§ Supplied text:

From 1957 to 1965 he was attached to the Psychological Laboratory, Cambridge, where he took his PhD. His marriage as an undergraduate to Wendy Ward in 1955 was dissolved and he married Bernadine Jacot in 1965. He was elected a Fellow of King’s College in 1966.
His astonishing first book, Contrary Imaginations (1966), reflected the thinking of the times — C. P. Snow had published his influential analysis of the two opposed “cultures” of science and art in 1959. Hudson, on the basis of the Getzels-Jackson test (one question: How many uses can you think of for a brick?) given to 95 schoolboys, differentiated two intellectual types: convergers and divergers. Convergers, specialising in mathematics and physical sciences, thought literally, prosaically and predictably; divergers, geared to the arts, were capable of surprising cognitive leaps.
These ideas were taken further in two more influential books, Frames of Mind (1968) and The Cult of the Fact (1972). Hudson aimed to refute the claim that scientific findings were value-free; he insisted that no matter how “objective” the research, the investigator’s presuppositions were always in operation.
In 1968 Hudson moved to be the Bell Professor of Educational Sciences at the University of Edinburgh. In this role he was probably more esteemed for his writing, his illuminating conversation and his energetic promotion of the educational sciences than for his dedication to professorial chores.
From 1974 to 1975 he joined the Institute for Advanced Study at Princeton, and in 1977 he was appointed a professorship of psychology at Brunel University. In the latter part of his time at Brunel, where he remained until 1987, he set up links with the Tavistock and Portman Clinics, where he then served as visiting professor from 1987 to 1996.
Hudson arranged research seminars with Peter Hildebrand. He encouraged others to be creative, helping to transform their ideas into useful and realistic research proposals. With the consultant psychotherapist Robert Hale and Lis Paice, he examined the satisfactions and dissatisfactions of junior hospital doctors in their working life. The London Postgraduate Deanery took notice: the Mednet services for doctors in need of psychological support were instituted and funded.
He explored his abiding interest in the differing ways that women and men think in a novel, The Nympholepts (1978), which concerns the “inside stories” of four characters.

§ Raw data:

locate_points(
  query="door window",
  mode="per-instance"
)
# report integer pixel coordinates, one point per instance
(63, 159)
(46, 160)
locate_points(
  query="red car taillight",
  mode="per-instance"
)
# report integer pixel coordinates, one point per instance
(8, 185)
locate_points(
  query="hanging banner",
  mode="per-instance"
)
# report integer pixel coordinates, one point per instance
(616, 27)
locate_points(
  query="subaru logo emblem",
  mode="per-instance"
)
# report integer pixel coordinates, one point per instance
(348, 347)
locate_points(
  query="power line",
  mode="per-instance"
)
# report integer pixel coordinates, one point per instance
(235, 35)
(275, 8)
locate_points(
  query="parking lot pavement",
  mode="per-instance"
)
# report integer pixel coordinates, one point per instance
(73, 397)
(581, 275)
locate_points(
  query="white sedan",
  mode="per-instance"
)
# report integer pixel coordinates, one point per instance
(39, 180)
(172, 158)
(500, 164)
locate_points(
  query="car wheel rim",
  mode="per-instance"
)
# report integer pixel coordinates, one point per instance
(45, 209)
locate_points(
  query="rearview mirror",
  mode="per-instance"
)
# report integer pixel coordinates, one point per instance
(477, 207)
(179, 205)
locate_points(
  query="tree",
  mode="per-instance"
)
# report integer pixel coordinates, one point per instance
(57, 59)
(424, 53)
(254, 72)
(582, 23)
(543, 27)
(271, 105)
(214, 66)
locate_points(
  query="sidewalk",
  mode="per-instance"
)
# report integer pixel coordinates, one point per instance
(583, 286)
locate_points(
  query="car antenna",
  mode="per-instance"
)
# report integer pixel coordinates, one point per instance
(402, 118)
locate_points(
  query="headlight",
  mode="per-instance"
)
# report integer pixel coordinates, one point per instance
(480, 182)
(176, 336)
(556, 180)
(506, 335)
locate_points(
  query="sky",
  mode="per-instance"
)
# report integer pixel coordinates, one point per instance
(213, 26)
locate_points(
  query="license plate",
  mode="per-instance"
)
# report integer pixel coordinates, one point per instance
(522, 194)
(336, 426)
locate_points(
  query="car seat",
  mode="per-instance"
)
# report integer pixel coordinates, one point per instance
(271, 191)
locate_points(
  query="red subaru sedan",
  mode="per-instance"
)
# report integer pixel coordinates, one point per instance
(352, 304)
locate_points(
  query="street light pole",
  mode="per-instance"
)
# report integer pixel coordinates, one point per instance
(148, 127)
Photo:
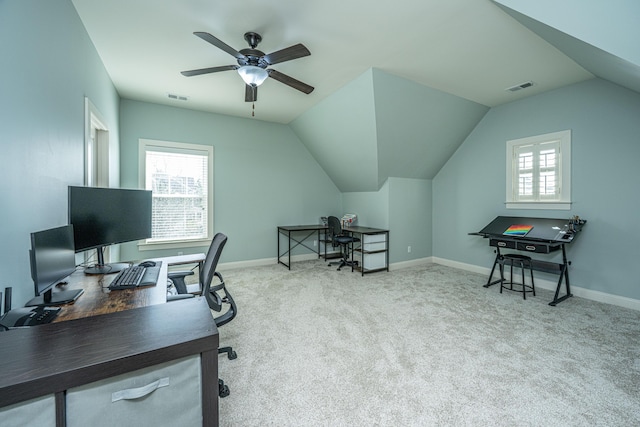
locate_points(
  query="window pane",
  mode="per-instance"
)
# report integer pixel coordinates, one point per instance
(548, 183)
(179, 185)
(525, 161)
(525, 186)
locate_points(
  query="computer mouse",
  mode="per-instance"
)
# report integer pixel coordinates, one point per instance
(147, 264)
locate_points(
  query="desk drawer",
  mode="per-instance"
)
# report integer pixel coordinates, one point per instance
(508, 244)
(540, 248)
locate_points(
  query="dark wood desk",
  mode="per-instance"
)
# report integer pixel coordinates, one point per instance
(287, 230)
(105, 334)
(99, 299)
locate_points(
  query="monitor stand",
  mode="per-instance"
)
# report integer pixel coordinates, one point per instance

§ What is expected: Resume the account of Hudson's life and work, continuing on from its final sentence.

§ Your response:
He wrote presciently in 1977, in a talk for an international conference Creating the Productive Workplace, that the Nobel prizewinner Robert Stone “had the good sense to work at home with his wife” — he said that he always felt most at ease in his own home. In 1987 he set up the Balas Copartnership with his wife Bernadine Jacot. They wrote books jointly. The central idea of The Way Men Think (1991) was the male “wound” sustained by infant boys distancing themselves from the mother, as they identify with the father in order to develop masculinity; the benefits claimed are that men achieve abstract and mechanical reasoning, the accompanying penalties a liability to insensitivity, misogyny and sexual perversion (characteristics much rarer in women). The case histories presented in the book include the photographer Edward Weston, the novelist and poet Thomas Hardy, and the painter Pierre Bonnard.
The jointly written Intimate Relations (1995) extended the analysis to include women, aiming to show that both sexes are poor at understanding the intimate needs of partners, on account of different early psychological development in each gender — these patterns of incomprehension contribute to heterosexual fascination. A parallel was drawn between erotic intimacy and art, both calling for the exercise of imaginative powers.
Hudson was a regular reviewer on psychological subjects for The Times Literary Supplement. In 1997 he was invited to deliver the Tanner Lectures on Human Values at Yale University. The first dealt with the science of mind; the second with his abiding interest: the visual arts and the creative imagination. Both lectures revealed his lifelong fascination with how ideas live in the minds of men and women, shaping our lives and our cultural history.
His wife, three sons and a daughter survive him.
Liam Hudson, psychologist and educator, was born on July 20, 1933. He died of a brain tumour on February 19, 2005, aged 71.